▶ [Objectives]:
a: Decide whether each statement agrees with the convention minutes: (i) the convention adjourned to meet the next day at 9 o'clock; (ii) the resolution addressed to masters and employers of slaves passed by a divided vote; (iii) the committee named to prepare a plan of the principles and objects of union had four members. Answer yes or no for each, quoting the deciding words of the minutes.
b: Write the next part of the convention minutes, picking up after the resolution on encouraging attendance in the sanctuary from Sabbath to Sabbath.

▶ [Supplied text]:
►

Resolved, That Rev. D. Smith, J. Menefee, and L. Scarborough be a committee to prepare a plan of the principles and objects of union in this convention.

Adjourned to meet to-morrow at 9 o'clock.
Concluded with prayer.

Saturday, Nov. 21, 1918.
The convention met according to adjournment.
Opened with prayer.
The following Resolutions were adopted :

Whereas that degraded portion of our population, the children of Africa, inust be regarded as possessed of immortal souls like ours, for whom as well as for us the blood of atonement has been shed, and whose salvation, like our own, is only to be accomplished through sanctification of the Spirit, and belief of the truththerefore,

Resolved unanimously, That this convention strongly recommend to all masters and employers of slaves, to see that they be initiated into the principles of the christian faith; to grant them, as often as possible, the privilege of attending on stated family worship, and of hearing the sacred Scriptures read; and by every practicable means, to facilitate and encourage their attendance in the sanctuary from Sabbath to Sabbath.

◄

[Stored items from a collection]
►

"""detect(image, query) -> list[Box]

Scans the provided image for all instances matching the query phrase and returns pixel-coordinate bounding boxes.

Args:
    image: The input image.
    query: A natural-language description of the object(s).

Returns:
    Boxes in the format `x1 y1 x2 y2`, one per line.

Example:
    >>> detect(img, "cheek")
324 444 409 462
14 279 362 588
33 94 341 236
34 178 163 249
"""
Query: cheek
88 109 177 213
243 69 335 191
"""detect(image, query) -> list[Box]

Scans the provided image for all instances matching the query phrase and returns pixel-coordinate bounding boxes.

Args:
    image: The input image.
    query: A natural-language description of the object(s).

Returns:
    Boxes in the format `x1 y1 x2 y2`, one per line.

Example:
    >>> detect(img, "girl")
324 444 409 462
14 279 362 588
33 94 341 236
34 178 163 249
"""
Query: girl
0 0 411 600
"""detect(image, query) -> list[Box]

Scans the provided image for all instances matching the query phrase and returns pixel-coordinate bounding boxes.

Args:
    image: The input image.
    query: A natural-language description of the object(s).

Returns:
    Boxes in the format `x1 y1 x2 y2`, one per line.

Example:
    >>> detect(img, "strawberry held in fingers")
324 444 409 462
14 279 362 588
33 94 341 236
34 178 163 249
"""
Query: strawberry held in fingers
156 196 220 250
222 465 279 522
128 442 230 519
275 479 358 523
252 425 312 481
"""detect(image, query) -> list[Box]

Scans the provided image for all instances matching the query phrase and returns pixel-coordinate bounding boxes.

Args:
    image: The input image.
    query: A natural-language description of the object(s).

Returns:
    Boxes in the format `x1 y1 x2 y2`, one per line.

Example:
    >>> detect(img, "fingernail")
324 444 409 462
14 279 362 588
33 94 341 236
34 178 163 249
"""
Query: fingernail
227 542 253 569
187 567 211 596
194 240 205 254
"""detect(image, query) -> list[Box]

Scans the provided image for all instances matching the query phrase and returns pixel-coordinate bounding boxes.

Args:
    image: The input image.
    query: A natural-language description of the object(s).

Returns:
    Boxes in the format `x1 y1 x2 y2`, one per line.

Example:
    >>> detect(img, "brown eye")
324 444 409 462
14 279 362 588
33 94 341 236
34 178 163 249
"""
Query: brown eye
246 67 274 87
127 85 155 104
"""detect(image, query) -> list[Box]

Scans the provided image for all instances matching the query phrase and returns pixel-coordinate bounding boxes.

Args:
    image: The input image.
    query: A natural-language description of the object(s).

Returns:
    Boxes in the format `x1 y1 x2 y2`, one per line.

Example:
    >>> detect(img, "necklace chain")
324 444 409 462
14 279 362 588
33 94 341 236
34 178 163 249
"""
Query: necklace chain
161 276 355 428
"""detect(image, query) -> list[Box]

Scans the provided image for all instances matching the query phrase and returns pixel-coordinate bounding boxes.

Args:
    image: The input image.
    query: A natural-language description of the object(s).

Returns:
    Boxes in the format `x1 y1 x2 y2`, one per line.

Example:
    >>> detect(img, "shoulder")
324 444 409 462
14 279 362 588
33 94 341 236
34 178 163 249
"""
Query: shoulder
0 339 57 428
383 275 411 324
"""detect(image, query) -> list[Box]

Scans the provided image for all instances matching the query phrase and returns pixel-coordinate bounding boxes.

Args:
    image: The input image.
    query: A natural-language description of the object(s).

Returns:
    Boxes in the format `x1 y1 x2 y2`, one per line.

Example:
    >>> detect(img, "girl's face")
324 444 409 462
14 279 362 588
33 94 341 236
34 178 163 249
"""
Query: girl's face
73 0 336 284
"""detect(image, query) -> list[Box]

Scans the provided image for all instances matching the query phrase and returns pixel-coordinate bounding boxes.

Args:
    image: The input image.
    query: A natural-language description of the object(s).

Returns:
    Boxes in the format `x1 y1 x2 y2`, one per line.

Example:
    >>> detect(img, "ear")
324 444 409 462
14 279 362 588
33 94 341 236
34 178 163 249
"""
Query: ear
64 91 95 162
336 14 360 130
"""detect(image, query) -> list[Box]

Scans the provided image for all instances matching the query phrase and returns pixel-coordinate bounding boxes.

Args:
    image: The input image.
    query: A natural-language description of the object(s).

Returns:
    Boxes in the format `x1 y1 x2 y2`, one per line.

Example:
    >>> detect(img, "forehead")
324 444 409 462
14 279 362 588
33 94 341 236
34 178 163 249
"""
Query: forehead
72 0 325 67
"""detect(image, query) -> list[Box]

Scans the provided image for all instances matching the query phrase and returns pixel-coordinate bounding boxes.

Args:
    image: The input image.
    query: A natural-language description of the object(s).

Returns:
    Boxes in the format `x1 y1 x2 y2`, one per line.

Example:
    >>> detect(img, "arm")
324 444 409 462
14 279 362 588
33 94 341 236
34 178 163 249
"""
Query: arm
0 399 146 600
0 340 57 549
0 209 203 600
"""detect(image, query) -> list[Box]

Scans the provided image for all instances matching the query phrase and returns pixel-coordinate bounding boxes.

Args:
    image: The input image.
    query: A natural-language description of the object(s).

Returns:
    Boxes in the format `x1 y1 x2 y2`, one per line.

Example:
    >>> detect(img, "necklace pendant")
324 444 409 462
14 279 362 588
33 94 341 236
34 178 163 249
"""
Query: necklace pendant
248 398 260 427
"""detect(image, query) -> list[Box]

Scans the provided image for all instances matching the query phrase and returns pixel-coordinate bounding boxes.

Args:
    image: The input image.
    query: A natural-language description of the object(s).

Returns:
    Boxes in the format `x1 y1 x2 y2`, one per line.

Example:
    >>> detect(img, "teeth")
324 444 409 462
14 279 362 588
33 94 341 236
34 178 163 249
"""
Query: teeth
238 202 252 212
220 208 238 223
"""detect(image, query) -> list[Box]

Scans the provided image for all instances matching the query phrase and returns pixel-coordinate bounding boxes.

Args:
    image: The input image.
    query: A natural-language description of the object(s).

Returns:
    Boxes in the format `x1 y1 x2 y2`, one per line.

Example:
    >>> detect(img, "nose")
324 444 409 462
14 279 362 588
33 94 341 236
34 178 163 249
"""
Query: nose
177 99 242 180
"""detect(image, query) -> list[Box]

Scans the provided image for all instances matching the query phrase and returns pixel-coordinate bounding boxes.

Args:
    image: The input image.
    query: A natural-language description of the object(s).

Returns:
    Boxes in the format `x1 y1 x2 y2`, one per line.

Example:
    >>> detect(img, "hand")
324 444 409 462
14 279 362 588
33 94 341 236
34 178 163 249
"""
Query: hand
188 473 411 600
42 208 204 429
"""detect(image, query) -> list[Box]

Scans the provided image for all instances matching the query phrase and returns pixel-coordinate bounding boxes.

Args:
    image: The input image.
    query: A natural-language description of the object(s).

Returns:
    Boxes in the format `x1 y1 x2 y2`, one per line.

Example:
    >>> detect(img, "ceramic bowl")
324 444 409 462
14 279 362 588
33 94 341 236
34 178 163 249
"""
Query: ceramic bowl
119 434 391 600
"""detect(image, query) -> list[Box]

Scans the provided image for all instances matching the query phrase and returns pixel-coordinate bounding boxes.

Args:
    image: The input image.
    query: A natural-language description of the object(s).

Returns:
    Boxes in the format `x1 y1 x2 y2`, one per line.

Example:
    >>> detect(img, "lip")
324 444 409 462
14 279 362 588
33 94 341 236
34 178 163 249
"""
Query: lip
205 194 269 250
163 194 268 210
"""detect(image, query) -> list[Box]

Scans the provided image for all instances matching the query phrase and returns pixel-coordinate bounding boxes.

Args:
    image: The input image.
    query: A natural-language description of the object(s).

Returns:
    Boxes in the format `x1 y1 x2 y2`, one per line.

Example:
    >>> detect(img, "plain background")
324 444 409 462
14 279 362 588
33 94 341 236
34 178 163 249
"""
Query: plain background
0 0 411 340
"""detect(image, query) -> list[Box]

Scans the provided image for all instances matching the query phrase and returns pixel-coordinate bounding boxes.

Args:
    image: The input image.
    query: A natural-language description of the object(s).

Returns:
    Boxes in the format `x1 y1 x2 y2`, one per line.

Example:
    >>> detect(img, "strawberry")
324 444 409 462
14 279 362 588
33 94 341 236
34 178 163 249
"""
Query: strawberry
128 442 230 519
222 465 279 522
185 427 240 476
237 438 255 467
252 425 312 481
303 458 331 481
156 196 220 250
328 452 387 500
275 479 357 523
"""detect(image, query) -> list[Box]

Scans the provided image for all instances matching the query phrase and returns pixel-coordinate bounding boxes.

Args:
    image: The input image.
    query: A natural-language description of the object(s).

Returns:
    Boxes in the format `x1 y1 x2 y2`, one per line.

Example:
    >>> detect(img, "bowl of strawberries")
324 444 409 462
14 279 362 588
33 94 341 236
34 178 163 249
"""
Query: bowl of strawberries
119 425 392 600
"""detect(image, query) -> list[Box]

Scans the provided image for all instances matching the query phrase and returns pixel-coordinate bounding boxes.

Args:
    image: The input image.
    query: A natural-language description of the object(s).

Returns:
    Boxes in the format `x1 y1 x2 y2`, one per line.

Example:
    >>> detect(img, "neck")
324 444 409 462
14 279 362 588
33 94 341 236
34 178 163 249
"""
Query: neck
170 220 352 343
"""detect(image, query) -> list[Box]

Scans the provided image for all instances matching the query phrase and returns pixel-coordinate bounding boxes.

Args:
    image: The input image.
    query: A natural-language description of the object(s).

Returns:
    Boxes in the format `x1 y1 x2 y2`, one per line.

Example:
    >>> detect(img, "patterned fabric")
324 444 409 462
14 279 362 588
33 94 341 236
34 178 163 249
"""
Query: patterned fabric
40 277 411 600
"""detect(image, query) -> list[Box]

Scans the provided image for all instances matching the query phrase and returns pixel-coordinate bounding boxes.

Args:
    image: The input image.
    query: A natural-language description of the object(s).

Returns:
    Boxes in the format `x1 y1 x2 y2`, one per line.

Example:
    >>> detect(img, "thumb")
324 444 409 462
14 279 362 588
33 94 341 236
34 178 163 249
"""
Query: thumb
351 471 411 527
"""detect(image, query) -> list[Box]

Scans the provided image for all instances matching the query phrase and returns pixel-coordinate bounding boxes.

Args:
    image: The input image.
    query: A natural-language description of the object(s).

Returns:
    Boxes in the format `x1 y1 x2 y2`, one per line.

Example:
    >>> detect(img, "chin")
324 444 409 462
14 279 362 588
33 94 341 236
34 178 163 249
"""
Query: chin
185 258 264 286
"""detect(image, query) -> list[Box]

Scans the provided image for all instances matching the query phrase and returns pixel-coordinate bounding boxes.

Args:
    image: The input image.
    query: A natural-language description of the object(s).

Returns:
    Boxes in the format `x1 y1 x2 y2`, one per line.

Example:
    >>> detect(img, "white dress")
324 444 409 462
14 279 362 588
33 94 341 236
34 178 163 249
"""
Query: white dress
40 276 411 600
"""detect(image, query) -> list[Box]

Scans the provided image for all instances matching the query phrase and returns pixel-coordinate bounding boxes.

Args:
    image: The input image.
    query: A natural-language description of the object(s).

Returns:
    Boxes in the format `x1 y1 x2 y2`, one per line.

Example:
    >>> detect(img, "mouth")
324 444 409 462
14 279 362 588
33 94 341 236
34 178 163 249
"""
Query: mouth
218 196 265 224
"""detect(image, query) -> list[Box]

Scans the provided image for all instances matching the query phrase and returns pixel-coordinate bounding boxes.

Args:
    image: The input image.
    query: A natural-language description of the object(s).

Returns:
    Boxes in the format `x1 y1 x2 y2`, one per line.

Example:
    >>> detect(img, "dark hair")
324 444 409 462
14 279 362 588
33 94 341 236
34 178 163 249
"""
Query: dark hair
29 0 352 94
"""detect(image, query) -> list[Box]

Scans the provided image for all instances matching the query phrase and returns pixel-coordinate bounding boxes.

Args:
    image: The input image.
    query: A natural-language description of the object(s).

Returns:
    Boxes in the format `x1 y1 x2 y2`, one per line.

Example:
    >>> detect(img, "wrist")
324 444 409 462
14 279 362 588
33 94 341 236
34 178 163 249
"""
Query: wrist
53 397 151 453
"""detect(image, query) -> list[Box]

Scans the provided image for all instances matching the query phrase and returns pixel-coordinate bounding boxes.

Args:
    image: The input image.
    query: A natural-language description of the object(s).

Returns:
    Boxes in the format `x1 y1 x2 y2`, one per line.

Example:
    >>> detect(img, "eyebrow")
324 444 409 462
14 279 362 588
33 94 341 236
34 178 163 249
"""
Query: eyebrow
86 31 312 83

◄
►

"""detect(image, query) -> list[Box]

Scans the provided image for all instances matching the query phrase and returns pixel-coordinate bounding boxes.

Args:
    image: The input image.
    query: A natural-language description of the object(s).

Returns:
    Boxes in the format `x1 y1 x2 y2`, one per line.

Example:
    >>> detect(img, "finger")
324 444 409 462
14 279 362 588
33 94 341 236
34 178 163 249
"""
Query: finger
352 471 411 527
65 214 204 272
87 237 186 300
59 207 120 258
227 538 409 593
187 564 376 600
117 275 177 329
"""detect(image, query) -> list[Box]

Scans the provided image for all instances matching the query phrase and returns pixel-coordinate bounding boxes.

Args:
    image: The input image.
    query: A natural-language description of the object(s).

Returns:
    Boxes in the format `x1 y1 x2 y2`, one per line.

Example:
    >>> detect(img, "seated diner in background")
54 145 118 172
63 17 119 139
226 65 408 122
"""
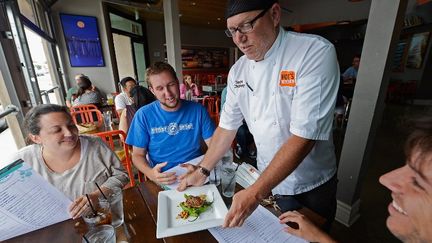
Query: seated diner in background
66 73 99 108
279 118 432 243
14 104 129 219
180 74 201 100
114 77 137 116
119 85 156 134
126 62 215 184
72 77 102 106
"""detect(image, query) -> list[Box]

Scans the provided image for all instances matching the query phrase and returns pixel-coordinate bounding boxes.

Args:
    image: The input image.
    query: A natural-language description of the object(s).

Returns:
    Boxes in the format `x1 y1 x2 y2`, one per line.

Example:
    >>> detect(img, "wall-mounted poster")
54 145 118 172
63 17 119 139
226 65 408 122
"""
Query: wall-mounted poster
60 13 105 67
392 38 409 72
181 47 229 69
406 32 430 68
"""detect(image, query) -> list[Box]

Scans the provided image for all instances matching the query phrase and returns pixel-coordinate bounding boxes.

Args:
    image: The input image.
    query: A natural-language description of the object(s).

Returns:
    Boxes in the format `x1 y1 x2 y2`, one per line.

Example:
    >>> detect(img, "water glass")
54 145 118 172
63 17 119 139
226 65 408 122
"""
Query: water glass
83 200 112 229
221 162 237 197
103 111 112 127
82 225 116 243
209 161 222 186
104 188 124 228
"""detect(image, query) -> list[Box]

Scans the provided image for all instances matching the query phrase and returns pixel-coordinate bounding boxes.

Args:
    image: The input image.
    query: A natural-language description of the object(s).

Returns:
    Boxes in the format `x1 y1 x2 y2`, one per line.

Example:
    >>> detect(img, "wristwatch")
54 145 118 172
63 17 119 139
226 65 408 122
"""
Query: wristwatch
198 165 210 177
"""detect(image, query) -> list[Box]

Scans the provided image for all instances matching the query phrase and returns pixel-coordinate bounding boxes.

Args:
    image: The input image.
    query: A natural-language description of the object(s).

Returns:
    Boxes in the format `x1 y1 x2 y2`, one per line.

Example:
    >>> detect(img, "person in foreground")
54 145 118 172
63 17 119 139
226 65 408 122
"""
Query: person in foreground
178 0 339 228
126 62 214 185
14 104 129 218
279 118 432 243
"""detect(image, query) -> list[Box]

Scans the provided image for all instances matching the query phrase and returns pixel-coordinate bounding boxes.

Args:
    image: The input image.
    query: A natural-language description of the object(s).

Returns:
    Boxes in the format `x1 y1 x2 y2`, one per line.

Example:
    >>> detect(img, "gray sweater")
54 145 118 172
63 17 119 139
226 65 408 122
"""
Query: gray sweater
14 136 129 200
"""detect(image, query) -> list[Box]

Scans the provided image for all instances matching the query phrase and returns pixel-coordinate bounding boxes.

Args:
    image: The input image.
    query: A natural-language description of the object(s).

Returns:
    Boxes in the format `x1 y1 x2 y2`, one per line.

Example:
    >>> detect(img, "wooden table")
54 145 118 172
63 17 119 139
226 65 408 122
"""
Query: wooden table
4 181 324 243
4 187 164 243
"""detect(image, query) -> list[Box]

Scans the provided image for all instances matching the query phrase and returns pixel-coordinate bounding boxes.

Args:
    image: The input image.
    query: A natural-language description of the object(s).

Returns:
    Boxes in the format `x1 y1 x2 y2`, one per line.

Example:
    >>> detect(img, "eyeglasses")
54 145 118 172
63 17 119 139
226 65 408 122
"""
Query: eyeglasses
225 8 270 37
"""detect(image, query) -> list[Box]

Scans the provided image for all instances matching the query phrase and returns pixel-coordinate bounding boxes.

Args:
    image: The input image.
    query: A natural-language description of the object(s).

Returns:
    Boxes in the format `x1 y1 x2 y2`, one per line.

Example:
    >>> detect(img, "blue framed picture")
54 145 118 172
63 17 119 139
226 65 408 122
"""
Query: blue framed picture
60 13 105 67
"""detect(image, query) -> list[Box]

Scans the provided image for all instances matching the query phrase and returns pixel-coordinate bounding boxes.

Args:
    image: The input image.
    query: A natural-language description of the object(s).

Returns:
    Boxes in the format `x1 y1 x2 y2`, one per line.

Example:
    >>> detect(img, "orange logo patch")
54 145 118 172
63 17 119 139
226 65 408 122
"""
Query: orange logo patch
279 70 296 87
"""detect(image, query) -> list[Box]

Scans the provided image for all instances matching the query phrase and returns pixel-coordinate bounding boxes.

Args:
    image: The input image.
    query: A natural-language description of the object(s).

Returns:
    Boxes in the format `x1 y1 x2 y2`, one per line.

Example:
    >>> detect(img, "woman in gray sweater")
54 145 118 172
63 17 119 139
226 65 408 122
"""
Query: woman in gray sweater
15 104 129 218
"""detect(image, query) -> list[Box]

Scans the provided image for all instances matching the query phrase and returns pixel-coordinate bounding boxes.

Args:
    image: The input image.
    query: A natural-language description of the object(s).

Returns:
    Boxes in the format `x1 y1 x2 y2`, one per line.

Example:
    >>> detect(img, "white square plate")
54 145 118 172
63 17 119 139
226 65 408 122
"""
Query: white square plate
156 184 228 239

◄
►

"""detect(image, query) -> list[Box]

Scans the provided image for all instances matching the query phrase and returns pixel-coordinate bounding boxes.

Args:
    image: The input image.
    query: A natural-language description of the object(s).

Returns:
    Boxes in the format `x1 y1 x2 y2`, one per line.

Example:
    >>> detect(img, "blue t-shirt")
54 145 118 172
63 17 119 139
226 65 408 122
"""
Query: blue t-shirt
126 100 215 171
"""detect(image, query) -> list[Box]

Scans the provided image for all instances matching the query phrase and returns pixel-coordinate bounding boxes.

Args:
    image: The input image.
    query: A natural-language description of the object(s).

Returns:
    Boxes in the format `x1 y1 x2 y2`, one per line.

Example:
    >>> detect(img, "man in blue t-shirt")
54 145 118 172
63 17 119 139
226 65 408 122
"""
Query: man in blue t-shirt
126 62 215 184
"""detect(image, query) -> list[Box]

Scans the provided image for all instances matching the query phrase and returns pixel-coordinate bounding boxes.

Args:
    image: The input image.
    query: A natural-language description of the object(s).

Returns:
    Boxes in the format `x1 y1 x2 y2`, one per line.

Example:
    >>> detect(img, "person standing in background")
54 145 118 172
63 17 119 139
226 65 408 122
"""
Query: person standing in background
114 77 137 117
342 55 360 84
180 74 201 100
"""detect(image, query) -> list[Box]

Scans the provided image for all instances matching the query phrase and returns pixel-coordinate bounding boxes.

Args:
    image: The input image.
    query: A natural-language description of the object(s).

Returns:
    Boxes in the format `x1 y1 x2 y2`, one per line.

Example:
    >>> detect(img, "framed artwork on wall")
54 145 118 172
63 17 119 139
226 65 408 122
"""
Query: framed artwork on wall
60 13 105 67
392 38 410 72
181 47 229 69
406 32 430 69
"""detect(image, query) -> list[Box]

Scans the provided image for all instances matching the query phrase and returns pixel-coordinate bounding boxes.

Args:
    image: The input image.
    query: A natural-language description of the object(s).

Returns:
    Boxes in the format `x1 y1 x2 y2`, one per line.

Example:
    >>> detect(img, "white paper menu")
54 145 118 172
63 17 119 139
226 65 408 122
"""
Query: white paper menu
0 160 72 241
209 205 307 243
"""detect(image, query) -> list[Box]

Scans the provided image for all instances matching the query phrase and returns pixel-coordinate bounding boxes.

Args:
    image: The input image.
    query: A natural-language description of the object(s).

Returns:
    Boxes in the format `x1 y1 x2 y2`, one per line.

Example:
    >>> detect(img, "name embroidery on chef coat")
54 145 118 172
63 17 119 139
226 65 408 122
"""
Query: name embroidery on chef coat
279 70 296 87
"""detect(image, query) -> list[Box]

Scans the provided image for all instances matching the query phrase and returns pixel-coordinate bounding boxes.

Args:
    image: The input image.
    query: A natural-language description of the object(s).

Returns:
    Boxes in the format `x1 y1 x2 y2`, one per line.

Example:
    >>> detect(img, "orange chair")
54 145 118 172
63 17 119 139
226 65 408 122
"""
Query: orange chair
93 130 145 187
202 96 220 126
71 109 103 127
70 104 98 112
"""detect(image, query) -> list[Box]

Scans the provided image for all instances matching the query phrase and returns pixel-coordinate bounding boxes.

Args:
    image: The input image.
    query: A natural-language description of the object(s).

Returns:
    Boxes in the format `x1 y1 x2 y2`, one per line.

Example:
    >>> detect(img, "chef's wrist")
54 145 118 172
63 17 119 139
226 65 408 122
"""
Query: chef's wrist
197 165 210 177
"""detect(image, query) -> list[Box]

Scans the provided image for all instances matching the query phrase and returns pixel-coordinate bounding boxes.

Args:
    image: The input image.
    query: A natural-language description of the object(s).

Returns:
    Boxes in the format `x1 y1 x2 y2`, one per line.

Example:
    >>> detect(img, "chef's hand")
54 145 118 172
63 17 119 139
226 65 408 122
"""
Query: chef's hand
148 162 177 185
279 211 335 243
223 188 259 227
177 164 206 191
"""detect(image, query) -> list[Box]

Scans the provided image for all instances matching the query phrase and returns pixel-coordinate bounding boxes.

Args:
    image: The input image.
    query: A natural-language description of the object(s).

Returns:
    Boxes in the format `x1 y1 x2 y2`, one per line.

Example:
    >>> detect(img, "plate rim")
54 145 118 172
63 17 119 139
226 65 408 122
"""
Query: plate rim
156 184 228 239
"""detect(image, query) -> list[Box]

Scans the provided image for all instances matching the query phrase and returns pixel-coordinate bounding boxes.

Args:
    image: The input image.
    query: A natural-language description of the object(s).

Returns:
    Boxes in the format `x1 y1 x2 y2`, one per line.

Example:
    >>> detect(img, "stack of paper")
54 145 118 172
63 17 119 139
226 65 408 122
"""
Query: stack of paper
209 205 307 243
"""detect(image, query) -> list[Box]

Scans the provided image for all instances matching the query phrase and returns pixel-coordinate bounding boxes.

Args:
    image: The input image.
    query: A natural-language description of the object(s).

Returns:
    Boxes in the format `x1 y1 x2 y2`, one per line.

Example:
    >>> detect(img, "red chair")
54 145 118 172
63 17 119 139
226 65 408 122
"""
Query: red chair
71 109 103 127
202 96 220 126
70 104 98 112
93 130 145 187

◄

▶ [Answers provided]:
a:
(i) Yes: "Adjourned to meet to-morrow at 9 o'clock."
(ii) No: "Resolved unanimously"
(iii) No: "Rev. D. Smith, J. Menefee, and L. Scarborough be a committee"

b:
Whereas intemperance, at the present day, is making fearful haToc of the fortunes, reputations, lives, and souls, of thousands; and whereas this ruinous vice involves in misery not only the intemperate, but also, in many instances, the whole circle of their innocent families and relatives--therefore,

Resolved unanimously, That this Convention deem it the bounden duty of every individual, but particularly of every christian minister, and of every ecclesiastical judicatory, to discountenance not only gross intemperance, but even the moderate use of ardent spirits, unless in cases of real necessity.

Whereas the irreverent and profane use of the holy name of God and of Christ, is highly provoking to the Divine Being, as well as highly injurious to the swearer, and to those who hear him therefore,

Resolved unanimously, That this Convention express their strongest abhorrence of so pernicious and wicked a practice; and that they enjoin on all who regard the welfare of society, the salvation of souls, or the glory of God, that they should not only refrain from open and gross profanity, but even from the introduction of God's reverend name, by way of exclamation.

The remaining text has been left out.